_Exercise aim_
Find the line with "[(43, 448), (175, 442), (129, 300), (7, 362)]" in the entries below, then reproduce it and every line after it down to and including the line with "152), (715, 311)]]", exactly.

[Records Boundary: Start]

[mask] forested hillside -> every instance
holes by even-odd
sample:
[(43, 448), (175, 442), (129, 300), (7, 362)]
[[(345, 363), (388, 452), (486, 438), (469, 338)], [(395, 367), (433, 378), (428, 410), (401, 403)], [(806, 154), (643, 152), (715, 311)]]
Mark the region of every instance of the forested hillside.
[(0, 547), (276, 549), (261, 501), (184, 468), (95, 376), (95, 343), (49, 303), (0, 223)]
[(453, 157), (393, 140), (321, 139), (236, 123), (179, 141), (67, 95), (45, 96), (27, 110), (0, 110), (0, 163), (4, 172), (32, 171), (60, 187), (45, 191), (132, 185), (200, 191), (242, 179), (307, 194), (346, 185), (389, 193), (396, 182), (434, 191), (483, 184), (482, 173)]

[Records Boundary: End]

_Answer section_
[(43, 448), (175, 442), (129, 300), (7, 362)]
[[(345, 363), (388, 452), (486, 438), (469, 338)], [(395, 367), (433, 378), (428, 410), (401, 403)], [(806, 154), (643, 152), (715, 311)]]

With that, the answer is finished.